WRITTEN EXERCISE
Give the data below again exactly as written, without its pictures.

Some records
_ _ _ _ _ _ _

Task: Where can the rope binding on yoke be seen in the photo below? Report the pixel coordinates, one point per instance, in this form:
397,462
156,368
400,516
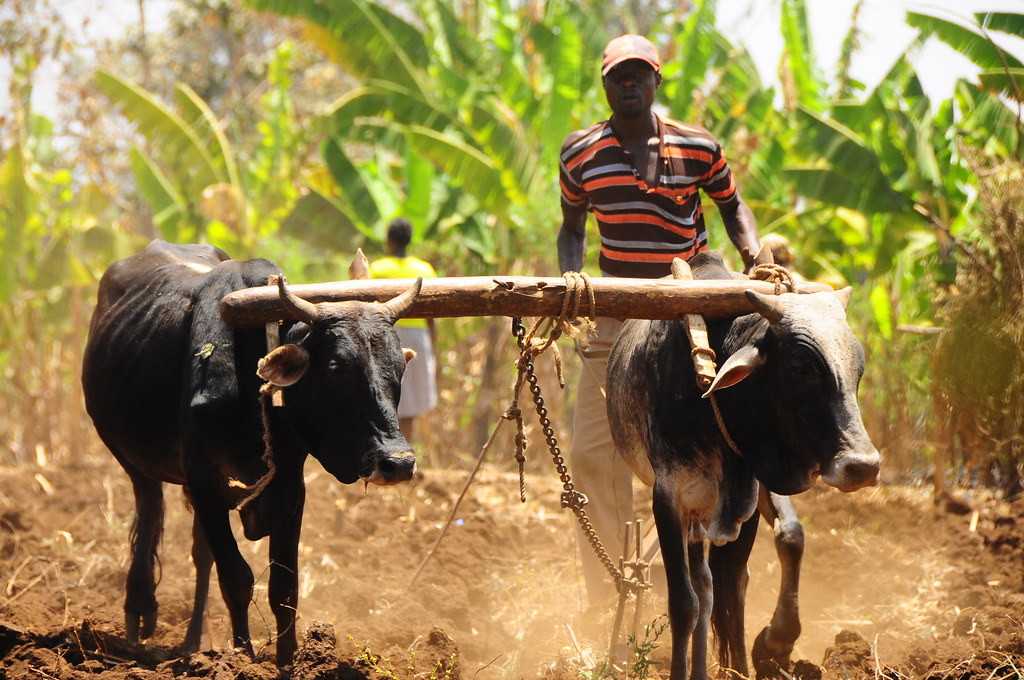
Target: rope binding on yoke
266,392
774,273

_ _ _ _ _ _ _

IN RESPONSE
Task: Where can the rope binding on yoke be seen in the photo below? Report the pixel coordinates, one point per instance, in this form:
397,462
156,368
400,516
Target: rope binding on yoke
266,392
774,273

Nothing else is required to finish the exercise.